━━━ Изучаемый текст ━━━

Отношения с Богом у Шварц выстраиваются по той же канве, что и взаимодействие с остальными Другими, однако же, проходят и свои, особенные этапы. Связь с Богом начинается с отпадения от него, которое, тем не менее, предполагает неослабевающую с ним связь потому, что человек буквально - плоть от плоти Бога: На Землю / Пал человек / Четырехпалой / Отрубленной рукою Бога, / Отрубленною, но живой (2; 105). Человек помнит об этой связи, о той музыке, что он слышал во время рождения-отпадения, причём музыка - это те же какофоничные звуки, речь о которых шла в первой главе. Вновь вернёмся к стихотворению "Рождение" - в нём именно верещание и кукареканье ангела - последнее, что слышит человек перед появлением на свет.

Можно предположить, что строки про ангела и его "песнь" - реминисценция из "Ангела" Лермонтова и одновременно спор с ним: По небу полуночи ангел летел / И тихую песню он пел; / И месяц, и звезды, и тучи толпой / Внимали той песне святой. На место гармонии приходит какофония, но даже если наблюдается расхождение в тональности, оба - и лирическая героиня Шварц, и Лермонтовский герой - испытывают одинаковую тоску по утраченной музыке: И долго на свете томилась она, / Желанием чудным полна; / И звуков небес заменить не могли / Ей скучные песни земли. Шварц же делегирует свою тоску кошкам, за которыми стоит её душа-жизнь: Что делать с жизнью небольшою, <…> / Зачем, Творец, в меня сослали / Уж лучше б Вы ее держали / Как прежде - кошечкой в дому <…> Она мне сердце рвет и мучит / И все по Вас, Творец, мяучит (2; 178). Другой пример подобного сетования: Хор котят среди объедок: / "Жизнь есть боль, ведь жизнь есть боль" ("Стихи из зелёной тетради").

━━━ Исходные строки ━━━

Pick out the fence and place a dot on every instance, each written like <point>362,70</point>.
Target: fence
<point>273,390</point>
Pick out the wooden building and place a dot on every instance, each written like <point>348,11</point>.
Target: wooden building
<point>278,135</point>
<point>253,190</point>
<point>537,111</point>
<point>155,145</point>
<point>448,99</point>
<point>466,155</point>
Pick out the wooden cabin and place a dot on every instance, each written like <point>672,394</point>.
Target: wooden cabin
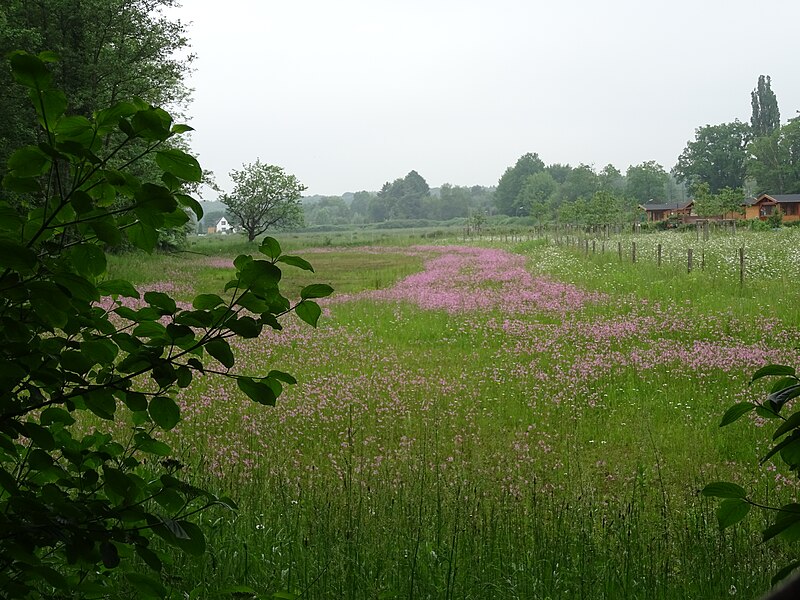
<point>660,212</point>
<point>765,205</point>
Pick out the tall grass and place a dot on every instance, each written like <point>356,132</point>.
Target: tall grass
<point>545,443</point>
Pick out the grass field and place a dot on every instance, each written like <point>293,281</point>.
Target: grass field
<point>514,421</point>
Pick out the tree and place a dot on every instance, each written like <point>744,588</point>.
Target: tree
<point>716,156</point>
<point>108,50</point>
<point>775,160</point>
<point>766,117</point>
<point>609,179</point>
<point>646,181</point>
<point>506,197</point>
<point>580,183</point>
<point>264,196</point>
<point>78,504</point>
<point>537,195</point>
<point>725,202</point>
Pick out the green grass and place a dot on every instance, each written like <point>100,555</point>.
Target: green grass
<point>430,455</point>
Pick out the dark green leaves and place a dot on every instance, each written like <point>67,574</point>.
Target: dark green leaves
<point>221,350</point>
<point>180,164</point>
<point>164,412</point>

━━━

Ваши задания
A. Согласно тексту об отношениях с Богом у Шварц, реминисценцией из какого стихотворения можно считать строки про ангела и его «песнь»?
B. Продолжите текст об отношениях с Богом у Шварц, начав сразу после его последнего предложения.

Ответы к упражнению
A. Из стихотворения Лермонтова «Ангел».

B.
Кроме кошек, птицы у Шварц несут в себе память о взаимодействии с Богом - например, свои какофонические песни-клёкот они повторяют вслед за Богом: И мы поем, а петь нас Бог учил, / И мы рычим, и мы клокочем (1;8). Именно взаимодействие с птицами вскрывает богооставленность героини: С тарелки блеклой оловянной / Я птиц кормила за оградой / В сосновом преющем лесу. / Печаль! - о, вдруг / Меня печаль пронзила, <…> Как будто край этой тарелки, / Полуобломанной и мелкой, / Вонзился в грудь мне / разрезал, / И обнажил / Мою оставленность Тобою - / Всю, всю (2; 219);. Именно птица у Шварц становится тем, что Илья Кукулин назвал фиктивным эротическим телом авторства - то есть теми телами, которые, будучи одновременно отчуждены от авторского сознания и кровно, телесно с ним связаны, подвергаются различным манипуляциям и насилию, становятся жертвой и открывают новые возможности для взаимодействия с миром:

"Эти страдания можно рассматривать как символическое жертвоприношение. Их боль, деформации и исчезновения соответствуют чужой боли, отчужденно и одиноко существующей в мире. Символическое принесение этих тел в жертву и сопереживание их боли позволяют восстановить открытые отношения с миром" (Кукулин 2000: 453).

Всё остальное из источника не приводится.